(Exercise)
Can you find every line in the records that contains the string "bleacher" and copy each one?

— Start Given information —

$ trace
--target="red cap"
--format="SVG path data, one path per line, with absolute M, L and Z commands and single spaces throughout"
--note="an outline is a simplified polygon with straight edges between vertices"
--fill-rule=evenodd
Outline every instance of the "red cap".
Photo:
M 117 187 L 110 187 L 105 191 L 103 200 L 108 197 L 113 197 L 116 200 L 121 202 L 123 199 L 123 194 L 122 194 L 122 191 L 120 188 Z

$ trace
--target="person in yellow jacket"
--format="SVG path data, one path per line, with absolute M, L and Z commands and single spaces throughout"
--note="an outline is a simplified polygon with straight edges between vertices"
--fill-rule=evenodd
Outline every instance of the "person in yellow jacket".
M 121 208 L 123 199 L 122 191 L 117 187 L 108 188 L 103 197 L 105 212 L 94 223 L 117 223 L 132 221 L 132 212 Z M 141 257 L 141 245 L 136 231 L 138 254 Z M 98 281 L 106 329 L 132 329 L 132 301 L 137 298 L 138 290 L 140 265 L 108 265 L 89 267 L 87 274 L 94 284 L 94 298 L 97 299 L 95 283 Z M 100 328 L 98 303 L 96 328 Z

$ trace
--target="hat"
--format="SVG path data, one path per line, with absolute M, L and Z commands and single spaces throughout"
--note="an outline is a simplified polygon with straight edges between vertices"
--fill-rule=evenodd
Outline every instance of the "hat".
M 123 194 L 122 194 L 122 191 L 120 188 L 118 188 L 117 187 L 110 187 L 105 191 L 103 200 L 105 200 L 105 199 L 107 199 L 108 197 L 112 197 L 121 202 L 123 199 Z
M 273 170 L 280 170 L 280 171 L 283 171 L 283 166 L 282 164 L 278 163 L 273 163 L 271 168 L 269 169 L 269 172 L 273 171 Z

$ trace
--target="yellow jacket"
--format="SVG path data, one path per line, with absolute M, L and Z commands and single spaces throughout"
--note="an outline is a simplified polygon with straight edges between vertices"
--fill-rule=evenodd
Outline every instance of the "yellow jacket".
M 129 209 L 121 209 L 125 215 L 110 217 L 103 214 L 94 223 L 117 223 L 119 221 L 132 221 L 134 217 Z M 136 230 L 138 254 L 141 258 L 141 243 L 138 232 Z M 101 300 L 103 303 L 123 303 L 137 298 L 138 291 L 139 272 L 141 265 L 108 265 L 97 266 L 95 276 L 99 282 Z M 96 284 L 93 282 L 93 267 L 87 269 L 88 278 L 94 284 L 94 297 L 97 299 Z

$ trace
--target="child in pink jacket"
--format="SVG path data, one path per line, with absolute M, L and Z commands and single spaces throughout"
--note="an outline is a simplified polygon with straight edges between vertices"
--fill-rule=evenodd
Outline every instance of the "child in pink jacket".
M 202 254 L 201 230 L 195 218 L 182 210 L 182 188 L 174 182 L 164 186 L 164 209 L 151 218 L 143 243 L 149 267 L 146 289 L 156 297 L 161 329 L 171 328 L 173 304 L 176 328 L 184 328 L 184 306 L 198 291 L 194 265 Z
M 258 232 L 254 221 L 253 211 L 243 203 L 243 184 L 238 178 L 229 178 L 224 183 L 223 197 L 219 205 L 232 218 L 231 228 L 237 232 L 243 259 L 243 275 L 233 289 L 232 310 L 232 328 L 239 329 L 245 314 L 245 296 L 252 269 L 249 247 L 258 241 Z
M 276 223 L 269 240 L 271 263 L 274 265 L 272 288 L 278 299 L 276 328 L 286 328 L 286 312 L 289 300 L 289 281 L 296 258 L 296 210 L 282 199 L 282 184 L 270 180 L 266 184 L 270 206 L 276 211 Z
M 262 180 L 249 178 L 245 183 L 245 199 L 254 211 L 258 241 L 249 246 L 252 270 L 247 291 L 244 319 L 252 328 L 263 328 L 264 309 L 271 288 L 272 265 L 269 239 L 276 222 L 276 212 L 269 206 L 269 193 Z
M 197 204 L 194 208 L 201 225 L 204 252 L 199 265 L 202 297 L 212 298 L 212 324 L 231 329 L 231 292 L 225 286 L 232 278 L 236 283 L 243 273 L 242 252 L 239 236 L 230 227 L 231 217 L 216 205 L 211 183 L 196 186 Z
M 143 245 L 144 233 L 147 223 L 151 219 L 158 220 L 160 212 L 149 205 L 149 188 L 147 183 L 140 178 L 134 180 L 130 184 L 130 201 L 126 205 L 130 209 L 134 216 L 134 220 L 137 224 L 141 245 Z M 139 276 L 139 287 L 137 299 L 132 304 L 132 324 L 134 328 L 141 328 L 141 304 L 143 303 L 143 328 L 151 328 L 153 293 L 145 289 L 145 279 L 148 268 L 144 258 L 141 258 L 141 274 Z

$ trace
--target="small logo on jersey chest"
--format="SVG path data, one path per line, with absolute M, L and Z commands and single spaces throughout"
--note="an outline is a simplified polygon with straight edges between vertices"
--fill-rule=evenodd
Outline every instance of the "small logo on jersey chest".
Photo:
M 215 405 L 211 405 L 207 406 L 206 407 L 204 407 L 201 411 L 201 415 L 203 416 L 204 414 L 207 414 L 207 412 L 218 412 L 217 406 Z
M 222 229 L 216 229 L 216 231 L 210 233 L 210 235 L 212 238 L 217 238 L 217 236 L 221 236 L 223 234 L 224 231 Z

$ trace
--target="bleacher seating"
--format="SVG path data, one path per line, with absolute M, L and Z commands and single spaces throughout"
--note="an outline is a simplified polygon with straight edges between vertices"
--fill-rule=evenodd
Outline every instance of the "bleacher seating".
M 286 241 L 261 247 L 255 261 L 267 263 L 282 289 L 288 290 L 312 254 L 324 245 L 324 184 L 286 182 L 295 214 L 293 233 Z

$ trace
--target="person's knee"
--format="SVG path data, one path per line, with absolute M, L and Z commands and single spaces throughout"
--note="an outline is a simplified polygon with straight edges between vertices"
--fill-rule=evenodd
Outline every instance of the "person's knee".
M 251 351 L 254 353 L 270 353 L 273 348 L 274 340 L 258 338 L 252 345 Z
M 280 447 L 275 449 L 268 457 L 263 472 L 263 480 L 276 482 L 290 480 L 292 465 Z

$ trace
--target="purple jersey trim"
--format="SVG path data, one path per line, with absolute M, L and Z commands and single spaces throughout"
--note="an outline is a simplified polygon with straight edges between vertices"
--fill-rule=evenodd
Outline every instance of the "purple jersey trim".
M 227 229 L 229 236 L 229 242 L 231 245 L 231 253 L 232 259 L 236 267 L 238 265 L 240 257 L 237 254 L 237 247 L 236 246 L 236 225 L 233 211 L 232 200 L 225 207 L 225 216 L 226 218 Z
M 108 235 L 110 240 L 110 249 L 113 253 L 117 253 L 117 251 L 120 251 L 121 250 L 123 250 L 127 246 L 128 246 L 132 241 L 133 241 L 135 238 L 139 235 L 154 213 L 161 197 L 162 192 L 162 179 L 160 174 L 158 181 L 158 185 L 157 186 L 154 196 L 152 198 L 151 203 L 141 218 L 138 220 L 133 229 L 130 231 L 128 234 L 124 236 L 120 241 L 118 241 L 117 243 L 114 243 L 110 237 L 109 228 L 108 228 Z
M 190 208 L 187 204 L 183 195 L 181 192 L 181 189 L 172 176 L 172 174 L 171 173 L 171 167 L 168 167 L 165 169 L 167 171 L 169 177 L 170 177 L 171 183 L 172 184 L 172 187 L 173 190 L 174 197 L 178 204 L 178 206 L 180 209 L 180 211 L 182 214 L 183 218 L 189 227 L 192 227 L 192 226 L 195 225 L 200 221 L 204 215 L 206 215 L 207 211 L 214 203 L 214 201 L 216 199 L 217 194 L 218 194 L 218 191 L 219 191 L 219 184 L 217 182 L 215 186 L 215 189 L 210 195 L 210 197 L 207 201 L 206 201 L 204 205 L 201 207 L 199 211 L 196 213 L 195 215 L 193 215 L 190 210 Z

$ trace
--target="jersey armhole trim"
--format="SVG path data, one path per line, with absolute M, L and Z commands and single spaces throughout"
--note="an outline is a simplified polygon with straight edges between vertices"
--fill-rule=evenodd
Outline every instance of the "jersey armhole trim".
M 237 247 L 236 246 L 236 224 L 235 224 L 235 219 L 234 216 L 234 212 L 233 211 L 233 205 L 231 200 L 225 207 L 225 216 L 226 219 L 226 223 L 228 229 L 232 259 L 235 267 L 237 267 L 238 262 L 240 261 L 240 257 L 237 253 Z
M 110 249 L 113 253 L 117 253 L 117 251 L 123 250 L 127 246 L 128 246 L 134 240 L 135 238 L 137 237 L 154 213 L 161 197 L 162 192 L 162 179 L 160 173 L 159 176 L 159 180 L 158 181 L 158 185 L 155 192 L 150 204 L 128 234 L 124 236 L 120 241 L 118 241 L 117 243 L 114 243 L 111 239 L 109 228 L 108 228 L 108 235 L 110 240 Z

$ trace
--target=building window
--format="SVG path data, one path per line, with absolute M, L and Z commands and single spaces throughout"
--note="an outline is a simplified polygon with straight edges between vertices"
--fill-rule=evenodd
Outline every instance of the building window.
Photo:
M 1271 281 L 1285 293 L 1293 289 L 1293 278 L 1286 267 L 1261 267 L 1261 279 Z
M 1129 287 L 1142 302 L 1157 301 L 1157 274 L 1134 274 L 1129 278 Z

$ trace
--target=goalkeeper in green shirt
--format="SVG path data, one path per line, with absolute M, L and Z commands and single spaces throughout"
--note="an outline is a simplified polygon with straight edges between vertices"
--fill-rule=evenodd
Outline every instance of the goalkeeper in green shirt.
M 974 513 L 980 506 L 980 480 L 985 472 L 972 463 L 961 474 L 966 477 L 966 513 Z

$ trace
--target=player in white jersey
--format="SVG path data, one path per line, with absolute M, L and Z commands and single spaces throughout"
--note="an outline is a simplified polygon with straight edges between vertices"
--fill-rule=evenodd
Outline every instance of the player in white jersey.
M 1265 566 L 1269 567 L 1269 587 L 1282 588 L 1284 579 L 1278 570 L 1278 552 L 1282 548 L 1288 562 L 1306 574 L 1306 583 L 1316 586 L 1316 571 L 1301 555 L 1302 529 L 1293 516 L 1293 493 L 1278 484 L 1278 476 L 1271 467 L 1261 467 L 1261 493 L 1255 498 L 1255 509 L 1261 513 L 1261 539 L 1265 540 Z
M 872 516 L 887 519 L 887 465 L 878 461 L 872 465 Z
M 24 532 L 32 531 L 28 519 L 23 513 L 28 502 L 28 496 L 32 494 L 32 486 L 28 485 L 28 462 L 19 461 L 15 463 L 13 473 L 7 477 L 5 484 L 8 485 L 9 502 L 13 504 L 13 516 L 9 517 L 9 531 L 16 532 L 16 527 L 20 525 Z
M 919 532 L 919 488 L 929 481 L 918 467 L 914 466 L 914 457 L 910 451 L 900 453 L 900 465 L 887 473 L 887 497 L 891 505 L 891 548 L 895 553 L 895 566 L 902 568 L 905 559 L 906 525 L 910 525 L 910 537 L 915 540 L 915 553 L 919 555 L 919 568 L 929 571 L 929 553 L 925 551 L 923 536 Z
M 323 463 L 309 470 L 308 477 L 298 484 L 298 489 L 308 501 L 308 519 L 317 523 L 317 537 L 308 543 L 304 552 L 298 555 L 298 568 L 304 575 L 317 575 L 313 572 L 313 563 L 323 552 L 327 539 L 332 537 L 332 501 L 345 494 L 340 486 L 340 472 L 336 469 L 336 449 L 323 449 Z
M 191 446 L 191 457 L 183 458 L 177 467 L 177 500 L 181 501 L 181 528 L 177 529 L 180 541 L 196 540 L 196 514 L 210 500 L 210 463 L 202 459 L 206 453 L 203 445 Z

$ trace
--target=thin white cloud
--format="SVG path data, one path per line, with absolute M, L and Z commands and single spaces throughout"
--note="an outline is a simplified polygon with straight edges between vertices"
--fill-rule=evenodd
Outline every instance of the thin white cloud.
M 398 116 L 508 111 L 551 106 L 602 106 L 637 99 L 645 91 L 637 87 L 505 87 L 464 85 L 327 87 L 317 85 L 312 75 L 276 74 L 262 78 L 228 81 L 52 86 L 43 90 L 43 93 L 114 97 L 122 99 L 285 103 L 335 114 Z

— End Given information —

(Written answer)
--target="bleacher seating"
Outline every instance of the "bleacher seating".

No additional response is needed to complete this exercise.